[YOUR OBJECTIVE]: Render the material below as a JSON list of strings, one string per line, omitting any blank lines.
[MATERIAL FOR THIS EXERCISE start]
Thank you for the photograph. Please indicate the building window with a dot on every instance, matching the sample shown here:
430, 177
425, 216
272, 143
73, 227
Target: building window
[MATERIAL FOR THIS EXERCISE end]
[EXERCISE SOLUTION]:
[
  "Thank you for the photograph. Please indicate the building window with a dot on every instance, matching the sample shown here:",
  "430, 177",
  "425, 216",
  "272, 143",
  "73, 227",
  "Target: building window"
]